Material provided —
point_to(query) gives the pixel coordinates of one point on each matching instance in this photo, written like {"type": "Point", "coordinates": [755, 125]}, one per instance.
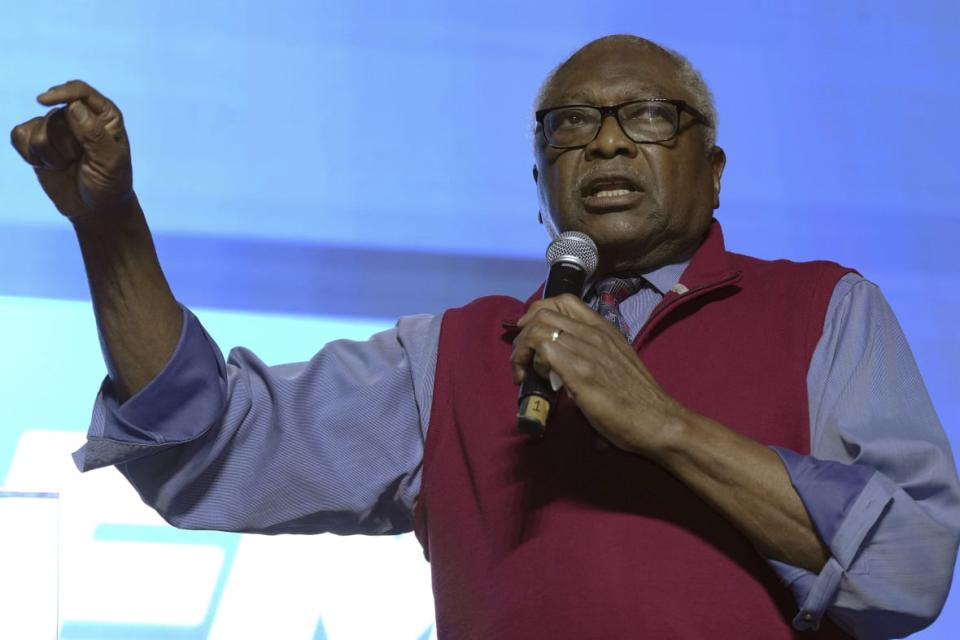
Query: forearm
{"type": "Point", "coordinates": [137, 314]}
{"type": "Point", "coordinates": [747, 483]}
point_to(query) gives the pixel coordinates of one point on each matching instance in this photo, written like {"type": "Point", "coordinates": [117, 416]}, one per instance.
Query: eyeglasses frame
{"type": "Point", "coordinates": [614, 110]}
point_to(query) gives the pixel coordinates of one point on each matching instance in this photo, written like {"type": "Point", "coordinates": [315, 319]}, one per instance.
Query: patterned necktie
{"type": "Point", "coordinates": [610, 293]}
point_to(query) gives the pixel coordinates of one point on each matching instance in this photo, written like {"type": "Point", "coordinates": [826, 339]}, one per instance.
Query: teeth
{"type": "Point", "coordinates": [612, 193]}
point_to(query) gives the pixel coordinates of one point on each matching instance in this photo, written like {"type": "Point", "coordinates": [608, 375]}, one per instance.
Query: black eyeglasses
{"type": "Point", "coordinates": [576, 125]}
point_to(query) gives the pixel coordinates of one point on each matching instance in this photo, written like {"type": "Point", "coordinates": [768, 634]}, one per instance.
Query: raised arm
{"type": "Point", "coordinates": [81, 155]}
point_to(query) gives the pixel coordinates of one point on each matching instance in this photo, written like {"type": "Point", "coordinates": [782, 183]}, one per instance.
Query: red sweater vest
{"type": "Point", "coordinates": [562, 539]}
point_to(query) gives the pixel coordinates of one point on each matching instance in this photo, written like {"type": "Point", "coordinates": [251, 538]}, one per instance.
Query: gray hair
{"type": "Point", "coordinates": [688, 75]}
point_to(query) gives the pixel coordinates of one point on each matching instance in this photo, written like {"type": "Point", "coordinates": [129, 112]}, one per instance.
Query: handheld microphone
{"type": "Point", "coordinates": [572, 257]}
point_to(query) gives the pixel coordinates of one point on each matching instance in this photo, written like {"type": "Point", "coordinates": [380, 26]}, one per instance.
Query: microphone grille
{"type": "Point", "coordinates": [576, 247]}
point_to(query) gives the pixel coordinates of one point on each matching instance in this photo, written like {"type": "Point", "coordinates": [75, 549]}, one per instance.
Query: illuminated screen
{"type": "Point", "coordinates": [313, 170]}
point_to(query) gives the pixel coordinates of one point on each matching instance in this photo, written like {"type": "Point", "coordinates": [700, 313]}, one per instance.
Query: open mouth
{"type": "Point", "coordinates": [610, 192]}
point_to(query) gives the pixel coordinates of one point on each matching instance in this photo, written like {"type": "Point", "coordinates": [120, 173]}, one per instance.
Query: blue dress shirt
{"type": "Point", "coordinates": [336, 444]}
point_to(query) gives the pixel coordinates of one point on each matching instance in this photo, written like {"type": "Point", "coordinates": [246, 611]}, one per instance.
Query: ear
{"type": "Point", "coordinates": [718, 160]}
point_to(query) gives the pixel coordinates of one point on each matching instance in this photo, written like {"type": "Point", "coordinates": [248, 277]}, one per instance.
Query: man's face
{"type": "Point", "coordinates": [673, 186]}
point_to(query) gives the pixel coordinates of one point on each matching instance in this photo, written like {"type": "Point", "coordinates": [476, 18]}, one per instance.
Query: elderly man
{"type": "Point", "coordinates": [727, 421]}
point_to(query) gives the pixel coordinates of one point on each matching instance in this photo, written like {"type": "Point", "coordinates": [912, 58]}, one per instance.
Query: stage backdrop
{"type": "Point", "coordinates": [312, 170]}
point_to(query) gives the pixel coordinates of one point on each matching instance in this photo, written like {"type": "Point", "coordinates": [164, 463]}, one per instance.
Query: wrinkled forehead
{"type": "Point", "coordinates": [614, 75]}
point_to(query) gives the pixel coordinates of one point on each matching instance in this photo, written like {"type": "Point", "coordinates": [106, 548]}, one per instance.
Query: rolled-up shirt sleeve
{"type": "Point", "coordinates": [880, 485]}
{"type": "Point", "coordinates": [331, 444]}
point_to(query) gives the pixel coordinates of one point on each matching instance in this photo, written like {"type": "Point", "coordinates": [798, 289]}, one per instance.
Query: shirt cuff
{"type": "Point", "coordinates": [844, 532]}
{"type": "Point", "coordinates": [178, 405]}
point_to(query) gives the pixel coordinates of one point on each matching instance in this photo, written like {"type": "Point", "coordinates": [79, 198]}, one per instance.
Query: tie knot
{"type": "Point", "coordinates": [610, 293]}
{"type": "Point", "coordinates": [616, 290]}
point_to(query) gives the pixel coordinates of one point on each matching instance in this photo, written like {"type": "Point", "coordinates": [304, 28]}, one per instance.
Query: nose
{"type": "Point", "coordinates": [611, 141]}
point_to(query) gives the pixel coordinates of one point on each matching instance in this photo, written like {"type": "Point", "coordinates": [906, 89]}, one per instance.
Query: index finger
{"type": "Point", "coordinates": [71, 92]}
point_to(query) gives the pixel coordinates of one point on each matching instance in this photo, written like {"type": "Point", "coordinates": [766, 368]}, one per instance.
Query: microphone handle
{"type": "Point", "coordinates": [537, 395]}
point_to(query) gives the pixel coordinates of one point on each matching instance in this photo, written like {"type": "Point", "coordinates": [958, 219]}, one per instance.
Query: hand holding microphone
{"type": "Point", "coordinates": [572, 257]}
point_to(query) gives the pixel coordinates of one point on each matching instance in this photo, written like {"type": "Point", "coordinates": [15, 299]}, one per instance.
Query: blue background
{"type": "Point", "coordinates": [289, 154]}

What this task involves —
Repeat the data exactly in full, omitting its pictures.

Answer below —
point_to(query) gives the pixel coordinates of one point on each matching instance in this photo, written like {"type": "Point", "coordinates": [755, 125]}, one per instance.
Query: forearm
{"type": "Point", "coordinates": [137, 314]}
{"type": "Point", "coordinates": [747, 483]}
point_to(query) gives the pixel coordinates of one point on each matching instance in this photo, written like {"type": "Point", "coordinates": [117, 416]}, one per instance.
Query: eyeglasses frame
{"type": "Point", "coordinates": [614, 110]}
point_to(query) gives the pixel coordinates of one point on each matching instance in this photo, written like {"type": "Point", "coordinates": [315, 319]}, one per instance.
Query: patterned necktie
{"type": "Point", "coordinates": [610, 293]}
point_to(query) gives the pixel coordinates of one point on each matching instance in this photo, written like {"type": "Point", "coordinates": [826, 339]}, one per instance.
Query: teeth
{"type": "Point", "coordinates": [612, 193]}
point_to(query) gives the pixel coordinates of one point on each matching instance in this photo, written like {"type": "Point", "coordinates": [608, 375]}, one per instance.
Query: black eyeglasses
{"type": "Point", "coordinates": [576, 125]}
point_to(query) gives the pixel coordinates of one point on each matching instance in this photo, written like {"type": "Point", "coordinates": [768, 634]}, one per instance.
Query: raised arm
{"type": "Point", "coordinates": [81, 155]}
point_to(query) gives the pixel coordinates of one point on each matching instance in this photo, written like {"type": "Point", "coordinates": [782, 183]}, one per instance.
Query: red sweater vest
{"type": "Point", "coordinates": [562, 539]}
point_to(query) gives the pixel coordinates of one point on each matching instance in this photo, written like {"type": "Point", "coordinates": [251, 538]}, one per instance.
Query: gray hair
{"type": "Point", "coordinates": [688, 75]}
point_to(query) gives the pixel coordinates of one point on each matching instance in this photo, written like {"type": "Point", "coordinates": [129, 112]}, one per instance.
Query: handheld microphone
{"type": "Point", "coordinates": [572, 257]}
point_to(query) gives the pixel coordinates of one point on each matching instance in this photo, written like {"type": "Point", "coordinates": [380, 26]}, one per instance.
Query: microphone grille
{"type": "Point", "coordinates": [576, 247]}
point_to(query) gives the pixel coordinates of one point on each matching instance in this photo, written like {"type": "Point", "coordinates": [75, 549]}, one per instance.
Query: illuminated screen
{"type": "Point", "coordinates": [313, 170]}
point_to(query) gives the pixel coordinates of one point on each matching instance in this photo, written like {"type": "Point", "coordinates": [700, 313]}, one per instance.
Query: open mouth
{"type": "Point", "coordinates": [610, 192]}
point_to(query) gives the pixel coordinates of one point on each matching instance in this photo, written like {"type": "Point", "coordinates": [120, 173]}, one per instance.
Query: blue dress shirt
{"type": "Point", "coordinates": [336, 444]}
point_to(query) gives the pixel coordinates of one point on each matching instance in this photo, written like {"type": "Point", "coordinates": [246, 611]}, one per instance.
Query: ear
{"type": "Point", "coordinates": [718, 160]}
point_to(query) gives the pixel coordinates of one point on each matching instance in this photo, written like {"type": "Point", "coordinates": [248, 277]}, one per instance.
Query: man's face
{"type": "Point", "coordinates": [673, 186]}
point_to(query) gives the pixel coordinates of one point on each matching instance in this photo, written like {"type": "Point", "coordinates": [476, 18]}, one per instance.
Query: elderly man
{"type": "Point", "coordinates": [727, 421]}
point_to(query) gives the pixel coordinates of one point on each matching instance in this photo, written like {"type": "Point", "coordinates": [912, 58]}, one per instance.
Query: stage backdrop
{"type": "Point", "coordinates": [312, 170]}
point_to(query) gives the pixel coordinates of one point on each matching instance in this photo, written like {"type": "Point", "coordinates": [164, 463]}, one per instance.
Query: wrinkled forehead
{"type": "Point", "coordinates": [614, 75]}
point_to(query) gives the pixel coordinates of one point on each matching instance in this photo, written like {"type": "Point", "coordinates": [106, 548]}, one per instance.
Query: rolled-up shirt sleeve
{"type": "Point", "coordinates": [880, 485]}
{"type": "Point", "coordinates": [331, 444]}
point_to(query) gives the pixel coordinates of one point on each matching instance in this photo, written like {"type": "Point", "coordinates": [798, 289]}, one per instance.
Query: shirt cuff
{"type": "Point", "coordinates": [844, 532]}
{"type": "Point", "coordinates": [178, 405]}
point_to(query) gives the pixel coordinates of one point on each matching instance in this photo, written like {"type": "Point", "coordinates": [79, 198]}, one per instance.
Query: tie knot
{"type": "Point", "coordinates": [610, 293]}
{"type": "Point", "coordinates": [616, 290]}
point_to(query) gives the pixel coordinates of one point on each matching instance in this photo, written like {"type": "Point", "coordinates": [304, 28]}, one per instance.
Query: nose
{"type": "Point", "coordinates": [611, 141]}
point_to(query) gives the pixel coordinates of one point on each matching instance in this photo, written like {"type": "Point", "coordinates": [906, 89]}, one per instance.
Query: index finger
{"type": "Point", "coordinates": [71, 92]}
point_to(query) gives the pixel coordinates of one point on each matching instance in this photo, written like {"type": "Point", "coordinates": [766, 368]}, one per instance.
Query: microphone handle
{"type": "Point", "coordinates": [537, 395]}
point_to(query) gives the pixel coordinates of one point on each matching instance in this photo, written like {"type": "Point", "coordinates": [958, 219]}, one per instance.
Query: hand holding microphone
{"type": "Point", "coordinates": [572, 257]}
point_to(query) gives the pixel coordinates of one point on each matching instance in this photo, written like {"type": "Point", "coordinates": [15, 299]}, one per instance.
Query: blue background
{"type": "Point", "coordinates": [289, 154]}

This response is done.